→ **Excerpt**:

▶

America is being subjected to a stress test – and Republicans are failing
Robert Reich
THE GUARDIAN
Financial regulators subject banks to stress tests to see if they have enough capital to withstand sharp downturns.
Related: Let's count the ways Donald Trump has tried to subvert this election, shall we? | Richard Wolffe
Now America is being subjected to a stress test to see if it has enough strength to withstand Donald Trump’s treacherous campaign to discredit the 2020 presidential election.
Trump will lose because there’s no evidence of fraud. But the integrity of thousands of people responsible for maintaining American democracy is being tested as never before.
Tragically, most elected Republicans are failing the test by refusing to stand up to Trump. Their cowardice is one of the worst betrayals of public trust in the history of our republic.
Trump is also depending on a Star Wars cantina of lackeys, grifters, sycophants and fruitcakes – including former New York mayor Rudy Giuliani, former speaker of the House Newt Gingrich, Senator Lindsey Graham, GOP trickster Roger Stone and others – whose reputations weren’t great to begin with but will now and forever be tainted by Trump’s moral squalor.

◀

→ **Items stored from a collection**:
▶

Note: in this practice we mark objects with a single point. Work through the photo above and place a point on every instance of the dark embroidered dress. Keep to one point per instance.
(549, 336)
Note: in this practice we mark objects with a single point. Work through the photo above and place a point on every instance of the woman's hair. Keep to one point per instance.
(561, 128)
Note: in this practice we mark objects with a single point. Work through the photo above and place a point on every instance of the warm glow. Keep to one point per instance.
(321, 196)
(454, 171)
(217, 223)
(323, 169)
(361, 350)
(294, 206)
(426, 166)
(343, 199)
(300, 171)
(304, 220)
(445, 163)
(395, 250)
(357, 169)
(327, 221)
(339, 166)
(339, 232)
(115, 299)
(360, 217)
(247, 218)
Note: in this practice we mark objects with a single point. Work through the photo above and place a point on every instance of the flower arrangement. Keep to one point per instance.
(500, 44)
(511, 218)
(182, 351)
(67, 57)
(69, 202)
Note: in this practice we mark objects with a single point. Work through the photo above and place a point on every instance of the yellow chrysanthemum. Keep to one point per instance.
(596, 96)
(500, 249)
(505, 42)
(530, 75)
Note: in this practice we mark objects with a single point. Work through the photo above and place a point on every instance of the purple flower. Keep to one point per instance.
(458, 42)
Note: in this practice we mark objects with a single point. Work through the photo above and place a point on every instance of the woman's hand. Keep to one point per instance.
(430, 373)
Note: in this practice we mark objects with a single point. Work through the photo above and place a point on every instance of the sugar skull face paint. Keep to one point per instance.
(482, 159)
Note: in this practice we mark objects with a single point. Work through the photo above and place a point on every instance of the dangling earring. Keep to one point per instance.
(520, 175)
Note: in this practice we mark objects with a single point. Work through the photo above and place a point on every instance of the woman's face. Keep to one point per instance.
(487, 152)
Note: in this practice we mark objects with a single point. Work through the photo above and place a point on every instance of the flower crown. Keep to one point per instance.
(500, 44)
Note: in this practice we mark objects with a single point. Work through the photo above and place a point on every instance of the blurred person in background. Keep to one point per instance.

◀

→ **What the exercise asks**: From the excerpt about America's stress test, repeat everything from "Trump is also" down to "Trump’s moral squalor." word for word.

→ **Expected output**:
Trump is also depending on a Star Wars cantina of lackeys, grifters, sycophants and fruitcakes – including former New York mayor Rudy Giuliani, former speaker of the House Newt Gingrich, Senator Lindsey Graham, GOP trickster Roger Stone and others – whose reputations weren’t great to begin with but will now and forever be tainted by Trump’s moral squalor.